• [Provided passage]

__________________________________________________

Sunday, August 22, 2021

JACKSON MacLOW

 In the late seventies, Jackson MacLow came to read and lecture at the University of California, San Diego. At the same time, I was an undergraduate there, a benefit of having a Literature Department whose poetry doyens in presenting experimental artists. The reading was in a basement room of a large University facility that doubled as an undergraduate art gallery, with Mac Low, in a dark coat and a fine head of long hair, standing before a screen as slides of odd numeric and word sequences and arrangements flitted by when he clicked on a control. 

The reading, we can say, was not the sort of thing that would- be Ed Dorns or erstwhile Ginsbergs had been prepared for; the word combinations came in spurts, punctuated, quite literally, with silences, stammers, elongated repetitions, until it became clear (to the few in the room who might have been truly curious) that Mac Low had his allegiance with the earlier Modernist poets, especially William Carlos Williams. Although latent with meaning and associations that cannot be completely deferred, words still have tonal properties that can be organized in ways other than literal meaning.

__________________________________________________

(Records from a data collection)
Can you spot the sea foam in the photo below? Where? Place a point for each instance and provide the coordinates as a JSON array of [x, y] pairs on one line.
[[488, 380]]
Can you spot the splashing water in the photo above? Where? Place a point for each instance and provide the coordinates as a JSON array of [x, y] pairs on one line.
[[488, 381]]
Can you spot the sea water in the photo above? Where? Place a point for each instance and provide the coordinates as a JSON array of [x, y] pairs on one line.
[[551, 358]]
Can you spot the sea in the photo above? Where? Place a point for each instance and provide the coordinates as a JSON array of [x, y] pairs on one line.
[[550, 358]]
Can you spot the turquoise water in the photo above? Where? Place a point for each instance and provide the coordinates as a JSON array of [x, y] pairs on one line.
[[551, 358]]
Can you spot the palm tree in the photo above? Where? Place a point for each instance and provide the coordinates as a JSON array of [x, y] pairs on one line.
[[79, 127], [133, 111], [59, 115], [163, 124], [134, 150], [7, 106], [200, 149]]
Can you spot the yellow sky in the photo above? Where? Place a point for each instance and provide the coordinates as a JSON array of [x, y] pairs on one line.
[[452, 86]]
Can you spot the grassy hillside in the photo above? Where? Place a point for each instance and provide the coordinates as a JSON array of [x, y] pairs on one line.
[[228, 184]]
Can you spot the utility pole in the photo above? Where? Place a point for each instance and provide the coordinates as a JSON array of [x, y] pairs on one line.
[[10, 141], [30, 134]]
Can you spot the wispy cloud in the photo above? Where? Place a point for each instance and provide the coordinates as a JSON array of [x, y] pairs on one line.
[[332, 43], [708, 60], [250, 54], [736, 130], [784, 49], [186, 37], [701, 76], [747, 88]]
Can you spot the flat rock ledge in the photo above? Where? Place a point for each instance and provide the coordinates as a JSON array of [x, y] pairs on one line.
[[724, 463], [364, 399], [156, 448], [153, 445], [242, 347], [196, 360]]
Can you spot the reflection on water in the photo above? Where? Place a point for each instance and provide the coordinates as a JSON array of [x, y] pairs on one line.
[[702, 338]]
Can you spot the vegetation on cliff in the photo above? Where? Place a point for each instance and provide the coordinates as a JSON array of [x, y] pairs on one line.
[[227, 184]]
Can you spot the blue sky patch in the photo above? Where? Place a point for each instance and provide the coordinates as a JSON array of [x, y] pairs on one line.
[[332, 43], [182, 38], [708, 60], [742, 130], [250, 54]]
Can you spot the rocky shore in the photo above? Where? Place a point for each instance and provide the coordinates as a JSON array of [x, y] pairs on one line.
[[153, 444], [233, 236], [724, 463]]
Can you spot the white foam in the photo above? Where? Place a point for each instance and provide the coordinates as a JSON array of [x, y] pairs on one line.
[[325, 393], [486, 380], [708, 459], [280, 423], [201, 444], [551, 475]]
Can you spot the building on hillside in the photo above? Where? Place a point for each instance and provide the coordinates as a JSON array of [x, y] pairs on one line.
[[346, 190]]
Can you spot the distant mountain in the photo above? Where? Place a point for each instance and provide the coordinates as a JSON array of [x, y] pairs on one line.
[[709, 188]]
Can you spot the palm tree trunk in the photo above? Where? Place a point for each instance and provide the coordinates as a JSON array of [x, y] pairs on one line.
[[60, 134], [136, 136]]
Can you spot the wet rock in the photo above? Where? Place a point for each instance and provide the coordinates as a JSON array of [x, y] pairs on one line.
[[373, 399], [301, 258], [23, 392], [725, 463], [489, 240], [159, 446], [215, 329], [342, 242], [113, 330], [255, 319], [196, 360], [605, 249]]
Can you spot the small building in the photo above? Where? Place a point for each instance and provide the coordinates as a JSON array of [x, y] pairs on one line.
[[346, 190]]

__________________________________________________

• [Your tasks]
- 1) In the Jackson Mac Low reminiscence, what does the text describe that set the reading apart from what "would- be Ed Dorns or erstwhile Ginsbergs" had been prepared for?
- 2) Continue the Jackson Mac Low reminiscence, picking up after its final sentence.

• [Task-by-task answers]
- 1) The word combinations came in spurts and were punctuated by silences, stammers, and elongated repetitions. This was not the sort of reading those listeners had been prepared for.

- 2)
MacLow's "chance system" theories of composing verse satisfied few readers/listeners, but there is a rigor in the method he used in a lifetime of work and a genuine curiosity of what one can do with poetry than reaffirm the old themes. At the time, I was more or less baffled, taking it in as future banter and bullshit for a student party, and the others of my station seemed to be smiling a little too hard, too earnestly as they jotted various notes in the crowd, making smart talk with their attending faculty. MacLow, as I remember, seemed perfectly amiable, although he seemed not to feel compelled to explain his ideas in simpler language. Good for him.  Stating that poems are "unreadable" is slippery here since it's an accusation tossed about by too many readers describing difficult poets. As an experimentalist, Mac Low hardly forgot about aesthetic pleasure; in fact, it's safe to say that he was bored with the standards that were in front of him, had no use as to what the general concept of beauty was, and went about seeking the company and energies of others who shared an interest in seeing how new art can be created. Granted, there is nothing less appealing than yesterday's Avant gard, but there are some artists, Cage, and MacLow among them, who merit serious attention after their passing. 

 Mac Low is hard to read--a better term-- largely, he was given to experimenting with new compositional techniques, "chance systems," as he called it. The result was meant to challenge the reader/listener to approach the work differently. I happen to think that quite a bit of his writing is perfectly readable if approached on its own terms. But Mac Low's work, like Cage's, wasn't about delivering pleasure wrapped in a consumer-friendly package, but rather about the incidental things, the noises, the random words, the accidental pairings, the overlaying of contrary sounds, that lay in the spaces between the words and the notes on a page. One either opens up to the possibilities, or one does not, but even here, one's reservations and resistances are important to explore.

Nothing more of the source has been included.